Reproduce the entries below verbatim, from their first line through the line containing "[89, 45, 100, 85]", including that line.

• Provided records:
=-=-=

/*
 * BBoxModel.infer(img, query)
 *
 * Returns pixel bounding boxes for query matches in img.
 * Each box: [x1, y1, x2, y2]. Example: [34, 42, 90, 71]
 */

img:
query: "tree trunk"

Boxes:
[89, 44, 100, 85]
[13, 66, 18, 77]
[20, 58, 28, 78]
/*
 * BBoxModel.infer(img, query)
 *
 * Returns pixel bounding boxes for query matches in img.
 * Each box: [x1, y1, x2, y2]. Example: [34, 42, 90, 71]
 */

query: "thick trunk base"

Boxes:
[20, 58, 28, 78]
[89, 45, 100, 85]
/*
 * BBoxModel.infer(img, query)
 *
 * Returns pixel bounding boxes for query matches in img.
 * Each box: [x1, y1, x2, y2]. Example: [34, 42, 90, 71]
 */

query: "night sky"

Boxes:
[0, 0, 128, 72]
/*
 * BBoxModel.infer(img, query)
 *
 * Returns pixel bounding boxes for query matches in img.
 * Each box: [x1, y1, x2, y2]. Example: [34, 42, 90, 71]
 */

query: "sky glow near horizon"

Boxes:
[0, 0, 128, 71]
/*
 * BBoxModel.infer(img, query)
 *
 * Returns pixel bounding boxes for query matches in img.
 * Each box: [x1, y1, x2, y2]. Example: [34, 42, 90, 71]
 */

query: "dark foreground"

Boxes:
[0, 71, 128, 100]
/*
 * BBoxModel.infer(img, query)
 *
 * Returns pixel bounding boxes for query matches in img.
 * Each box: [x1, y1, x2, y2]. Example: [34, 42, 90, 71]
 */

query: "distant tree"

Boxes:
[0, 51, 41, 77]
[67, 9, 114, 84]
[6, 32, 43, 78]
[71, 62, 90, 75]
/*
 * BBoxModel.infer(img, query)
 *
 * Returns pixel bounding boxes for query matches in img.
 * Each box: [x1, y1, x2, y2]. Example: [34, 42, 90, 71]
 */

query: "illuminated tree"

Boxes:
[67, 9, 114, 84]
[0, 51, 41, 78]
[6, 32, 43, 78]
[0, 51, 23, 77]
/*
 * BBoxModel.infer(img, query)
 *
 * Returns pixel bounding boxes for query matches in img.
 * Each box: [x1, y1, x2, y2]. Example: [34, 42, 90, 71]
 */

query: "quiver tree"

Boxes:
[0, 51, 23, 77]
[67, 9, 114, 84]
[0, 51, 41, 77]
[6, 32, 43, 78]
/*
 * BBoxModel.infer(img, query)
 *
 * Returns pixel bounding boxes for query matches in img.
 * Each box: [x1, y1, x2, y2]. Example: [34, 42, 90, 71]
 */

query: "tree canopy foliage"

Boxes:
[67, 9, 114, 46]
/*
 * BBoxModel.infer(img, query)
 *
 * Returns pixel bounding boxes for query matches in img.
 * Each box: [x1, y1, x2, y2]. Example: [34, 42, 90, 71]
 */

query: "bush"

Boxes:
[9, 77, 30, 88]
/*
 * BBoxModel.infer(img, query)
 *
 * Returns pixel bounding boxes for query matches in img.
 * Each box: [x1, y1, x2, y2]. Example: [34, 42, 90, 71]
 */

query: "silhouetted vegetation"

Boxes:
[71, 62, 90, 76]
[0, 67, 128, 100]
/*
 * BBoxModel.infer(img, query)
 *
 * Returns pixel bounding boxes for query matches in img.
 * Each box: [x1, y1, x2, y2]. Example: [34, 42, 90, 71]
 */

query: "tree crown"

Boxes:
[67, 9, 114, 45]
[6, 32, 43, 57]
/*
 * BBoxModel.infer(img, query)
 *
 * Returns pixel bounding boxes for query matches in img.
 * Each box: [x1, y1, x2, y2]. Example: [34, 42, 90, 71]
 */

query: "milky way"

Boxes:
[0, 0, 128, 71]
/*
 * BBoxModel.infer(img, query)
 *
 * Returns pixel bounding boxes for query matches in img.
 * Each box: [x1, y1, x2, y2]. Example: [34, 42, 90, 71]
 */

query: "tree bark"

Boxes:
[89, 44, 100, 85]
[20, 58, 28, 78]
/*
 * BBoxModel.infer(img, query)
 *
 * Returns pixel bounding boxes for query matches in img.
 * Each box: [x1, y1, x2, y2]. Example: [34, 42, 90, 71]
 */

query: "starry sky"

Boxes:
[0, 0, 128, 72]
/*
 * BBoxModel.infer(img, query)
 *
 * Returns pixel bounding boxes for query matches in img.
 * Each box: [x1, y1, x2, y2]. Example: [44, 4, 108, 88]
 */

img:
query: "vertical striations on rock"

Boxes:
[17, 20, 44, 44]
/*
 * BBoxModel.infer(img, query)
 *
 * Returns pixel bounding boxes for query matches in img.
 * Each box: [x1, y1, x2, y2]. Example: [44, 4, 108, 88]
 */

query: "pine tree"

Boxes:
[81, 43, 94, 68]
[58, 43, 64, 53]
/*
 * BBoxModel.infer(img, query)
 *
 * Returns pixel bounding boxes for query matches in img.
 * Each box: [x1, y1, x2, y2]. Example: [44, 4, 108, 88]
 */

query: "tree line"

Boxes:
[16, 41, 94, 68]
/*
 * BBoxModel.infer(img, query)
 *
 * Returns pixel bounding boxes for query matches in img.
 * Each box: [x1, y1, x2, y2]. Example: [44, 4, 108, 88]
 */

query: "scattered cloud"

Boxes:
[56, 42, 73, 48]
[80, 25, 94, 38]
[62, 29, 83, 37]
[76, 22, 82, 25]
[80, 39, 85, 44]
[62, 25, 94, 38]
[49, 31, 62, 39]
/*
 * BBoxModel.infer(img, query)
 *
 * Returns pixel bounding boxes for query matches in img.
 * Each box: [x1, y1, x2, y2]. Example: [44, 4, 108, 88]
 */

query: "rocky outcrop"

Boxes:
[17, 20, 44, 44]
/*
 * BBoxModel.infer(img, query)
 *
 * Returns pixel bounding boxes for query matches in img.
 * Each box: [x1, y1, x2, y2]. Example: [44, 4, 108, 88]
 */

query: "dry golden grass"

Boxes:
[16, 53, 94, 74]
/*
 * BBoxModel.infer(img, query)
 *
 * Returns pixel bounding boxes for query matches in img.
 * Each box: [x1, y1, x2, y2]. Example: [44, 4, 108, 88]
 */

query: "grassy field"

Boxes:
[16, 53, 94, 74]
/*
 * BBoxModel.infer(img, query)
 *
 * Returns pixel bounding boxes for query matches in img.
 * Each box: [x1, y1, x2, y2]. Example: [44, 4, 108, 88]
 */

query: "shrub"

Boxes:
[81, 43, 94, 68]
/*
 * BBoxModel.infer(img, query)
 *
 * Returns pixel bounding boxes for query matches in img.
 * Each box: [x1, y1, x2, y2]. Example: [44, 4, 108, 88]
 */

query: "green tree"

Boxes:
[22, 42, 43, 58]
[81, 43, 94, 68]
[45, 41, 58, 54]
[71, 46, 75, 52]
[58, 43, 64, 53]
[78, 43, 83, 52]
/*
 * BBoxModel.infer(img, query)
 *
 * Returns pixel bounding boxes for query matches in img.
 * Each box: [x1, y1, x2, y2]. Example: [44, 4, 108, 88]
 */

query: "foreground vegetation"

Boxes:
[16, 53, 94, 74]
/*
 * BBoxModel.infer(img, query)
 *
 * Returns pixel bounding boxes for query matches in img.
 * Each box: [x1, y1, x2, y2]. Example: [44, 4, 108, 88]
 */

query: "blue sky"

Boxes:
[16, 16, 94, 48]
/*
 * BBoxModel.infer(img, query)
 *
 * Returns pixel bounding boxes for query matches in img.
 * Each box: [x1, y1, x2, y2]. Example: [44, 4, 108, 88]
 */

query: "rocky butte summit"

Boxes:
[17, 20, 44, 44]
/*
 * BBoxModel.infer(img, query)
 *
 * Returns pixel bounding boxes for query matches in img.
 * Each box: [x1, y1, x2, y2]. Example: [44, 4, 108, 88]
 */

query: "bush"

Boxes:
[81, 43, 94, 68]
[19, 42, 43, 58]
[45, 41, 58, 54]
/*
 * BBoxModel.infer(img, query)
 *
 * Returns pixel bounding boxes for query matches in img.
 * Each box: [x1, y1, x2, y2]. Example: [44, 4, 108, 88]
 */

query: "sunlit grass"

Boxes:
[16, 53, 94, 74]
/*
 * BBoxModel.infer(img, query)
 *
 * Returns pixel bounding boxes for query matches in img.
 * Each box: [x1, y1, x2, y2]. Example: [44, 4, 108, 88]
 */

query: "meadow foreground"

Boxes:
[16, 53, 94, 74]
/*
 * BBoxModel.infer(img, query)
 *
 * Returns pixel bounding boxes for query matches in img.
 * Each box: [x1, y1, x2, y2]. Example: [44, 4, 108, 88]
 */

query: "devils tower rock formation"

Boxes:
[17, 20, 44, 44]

=-=-=

• Solution to this task:
/*
 * BBoxModel.infer(img, query)
 *
 * Returns pixel bounding boxes for query matches in img.
 * Each box: [x1, y1, x2, y2]. Example: [34, 42, 90, 71]
 */

img:
query: "tree trunk"

Boxes:
[89, 44, 100, 85]
[13, 66, 18, 77]
[20, 58, 28, 78]
/*
 * BBoxModel.infer(img, query)
 *
 * Returns pixel bounding boxes for query matches in img.
 * Each box: [x1, y1, x2, y2]. Example: [34, 42, 90, 71]
 */

query: "thick trunk base"

Boxes:
[20, 58, 28, 78]
[89, 45, 100, 85]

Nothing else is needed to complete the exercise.